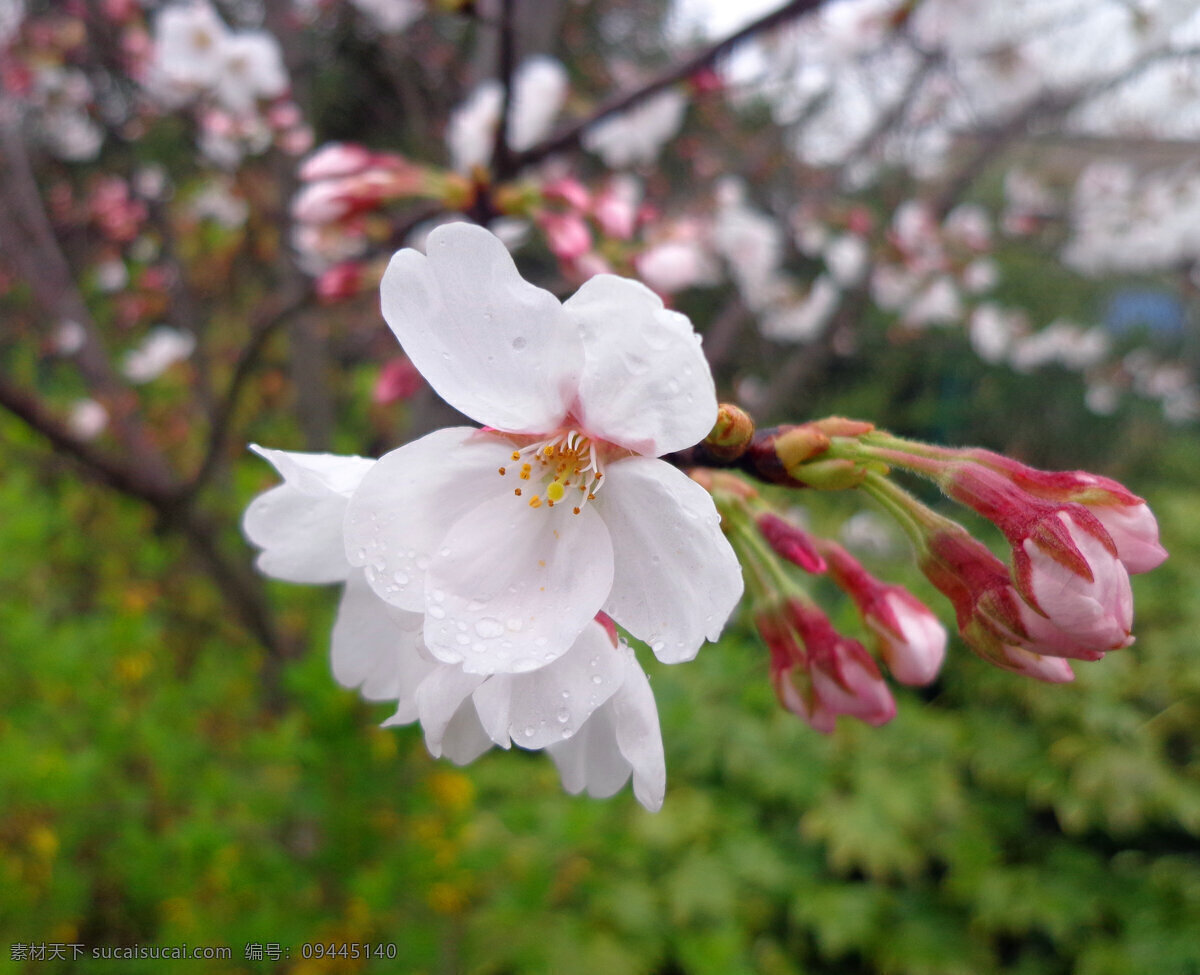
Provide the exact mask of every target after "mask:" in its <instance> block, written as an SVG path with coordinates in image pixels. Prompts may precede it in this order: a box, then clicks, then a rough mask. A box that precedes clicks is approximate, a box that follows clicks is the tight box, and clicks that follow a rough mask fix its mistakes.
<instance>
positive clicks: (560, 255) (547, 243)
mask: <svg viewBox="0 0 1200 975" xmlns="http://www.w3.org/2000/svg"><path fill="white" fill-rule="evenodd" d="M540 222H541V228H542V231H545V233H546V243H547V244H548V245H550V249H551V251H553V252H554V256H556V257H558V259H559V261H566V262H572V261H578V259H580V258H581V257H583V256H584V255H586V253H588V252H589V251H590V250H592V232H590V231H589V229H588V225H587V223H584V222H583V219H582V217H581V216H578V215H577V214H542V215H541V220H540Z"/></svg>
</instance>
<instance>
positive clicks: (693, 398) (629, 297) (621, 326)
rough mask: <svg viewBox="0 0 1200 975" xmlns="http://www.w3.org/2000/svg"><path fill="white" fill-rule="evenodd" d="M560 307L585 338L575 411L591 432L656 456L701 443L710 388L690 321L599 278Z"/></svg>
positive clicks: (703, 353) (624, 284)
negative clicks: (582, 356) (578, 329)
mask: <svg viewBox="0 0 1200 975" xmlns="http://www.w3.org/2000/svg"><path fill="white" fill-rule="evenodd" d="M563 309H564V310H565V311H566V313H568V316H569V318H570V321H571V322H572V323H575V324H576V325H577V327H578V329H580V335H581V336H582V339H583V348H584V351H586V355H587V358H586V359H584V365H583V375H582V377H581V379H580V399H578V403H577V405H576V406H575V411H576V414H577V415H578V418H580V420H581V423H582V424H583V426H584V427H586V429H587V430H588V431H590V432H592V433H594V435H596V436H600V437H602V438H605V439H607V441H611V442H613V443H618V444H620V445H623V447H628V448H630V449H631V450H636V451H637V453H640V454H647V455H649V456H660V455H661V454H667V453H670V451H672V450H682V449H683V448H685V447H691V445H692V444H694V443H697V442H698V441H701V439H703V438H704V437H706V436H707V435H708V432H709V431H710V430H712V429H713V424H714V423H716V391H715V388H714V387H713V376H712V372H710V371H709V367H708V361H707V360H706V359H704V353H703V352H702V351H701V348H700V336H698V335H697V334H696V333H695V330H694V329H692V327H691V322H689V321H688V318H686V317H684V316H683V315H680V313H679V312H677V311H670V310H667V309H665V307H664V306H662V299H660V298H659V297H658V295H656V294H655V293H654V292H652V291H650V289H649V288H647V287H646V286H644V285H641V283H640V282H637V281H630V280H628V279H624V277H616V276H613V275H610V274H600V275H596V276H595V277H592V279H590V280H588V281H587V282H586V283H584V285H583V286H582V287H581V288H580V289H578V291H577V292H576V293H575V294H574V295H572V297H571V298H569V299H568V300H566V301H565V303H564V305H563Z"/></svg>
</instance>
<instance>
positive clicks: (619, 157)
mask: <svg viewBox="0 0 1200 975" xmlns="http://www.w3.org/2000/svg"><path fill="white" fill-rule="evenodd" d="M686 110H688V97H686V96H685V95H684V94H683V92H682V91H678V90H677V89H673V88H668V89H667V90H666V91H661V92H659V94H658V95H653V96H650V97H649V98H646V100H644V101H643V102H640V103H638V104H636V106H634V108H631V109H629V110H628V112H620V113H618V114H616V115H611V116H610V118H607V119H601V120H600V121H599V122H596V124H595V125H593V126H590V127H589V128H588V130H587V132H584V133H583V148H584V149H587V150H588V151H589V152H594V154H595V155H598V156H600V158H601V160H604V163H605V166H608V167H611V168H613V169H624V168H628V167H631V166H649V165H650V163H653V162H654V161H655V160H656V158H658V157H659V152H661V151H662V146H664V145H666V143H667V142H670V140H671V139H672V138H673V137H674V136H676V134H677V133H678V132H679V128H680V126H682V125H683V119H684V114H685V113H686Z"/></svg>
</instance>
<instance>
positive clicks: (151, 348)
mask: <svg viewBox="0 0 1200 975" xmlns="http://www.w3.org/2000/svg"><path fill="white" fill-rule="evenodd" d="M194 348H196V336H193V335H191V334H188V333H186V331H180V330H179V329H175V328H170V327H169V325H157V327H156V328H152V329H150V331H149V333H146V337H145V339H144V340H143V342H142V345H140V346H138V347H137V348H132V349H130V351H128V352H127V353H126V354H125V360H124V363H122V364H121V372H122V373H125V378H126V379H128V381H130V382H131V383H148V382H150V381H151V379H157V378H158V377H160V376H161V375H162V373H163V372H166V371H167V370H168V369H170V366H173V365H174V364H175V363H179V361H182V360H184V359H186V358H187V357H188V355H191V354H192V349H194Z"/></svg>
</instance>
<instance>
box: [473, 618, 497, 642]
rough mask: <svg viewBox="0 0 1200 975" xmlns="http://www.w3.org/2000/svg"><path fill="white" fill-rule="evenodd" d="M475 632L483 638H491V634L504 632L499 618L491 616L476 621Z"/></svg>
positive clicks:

..........

Rewrite the listing from its start through the line containing "positive clicks: (703, 353) (624, 284)", inclusive, replacing "rough mask" with "coarse mask" and keeping everything else the same. Leave the pictures out of your answer.

Solution to this task:
Provide the exact mask of every target after "mask:" in its <instance> block, written as an SVG path with coordinates in image pixels. Prompts may precede it in this order: a box, then clicks, then a coarse mask. A box that precedes clicks is approximate, a box that follows clicks is the tight box, and clicks that follow a coarse mask fix its mistakes.
<instance>
positive clicks: (560, 255) (547, 243)
mask: <svg viewBox="0 0 1200 975" xmlns="http://www.w3.org/2000/svg"><path fill="white" fill-rule="evenodd" d="M540 222H541V228H542V231H545V233H546V243H547V244H548V245H550V249H551V251H553V252H554V256H556V257H558V259H559V261H566V262H572V261H578V259H580V258H581V257H583V256H584V255H586V253H588V252H589V251H590V250H592V232H590V231H589V229H588V225H587V223H584V222H583V219H582V217H581V216H578V215H577V214H542V215H541V220H540Z"/></svg>
</instance>
<instance>
positive clicks: (693, 398) (629, 297) (621, 326)
coarse mask: <svg viewBox="0 0 1200 975" xmlns="http://www.w3.org/2000/svg"><path fill="white" fill-rule="evenodd" d="M560 307L585 338L575 411L591 432L656 456L701 443L710 388L690 321L599 278Z"/></svg>
positive clicks: (703, 353) (624, 284)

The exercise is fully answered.